- _Short task_
Beginning at the line that contains "task | indicate the bride, one" and continuing to the end of the data below, rewrite those lines with "bride" changed to "groom" and everything else left the same.

- _Record excerpts_
——————————

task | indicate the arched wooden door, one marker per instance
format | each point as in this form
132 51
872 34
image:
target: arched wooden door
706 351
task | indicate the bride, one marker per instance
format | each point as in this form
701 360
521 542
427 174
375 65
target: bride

——————————

- _Response_
task | indicate the groom, one marker per instance
format | each point as in this form
701 360
521 542
427 174
375 65
target: groom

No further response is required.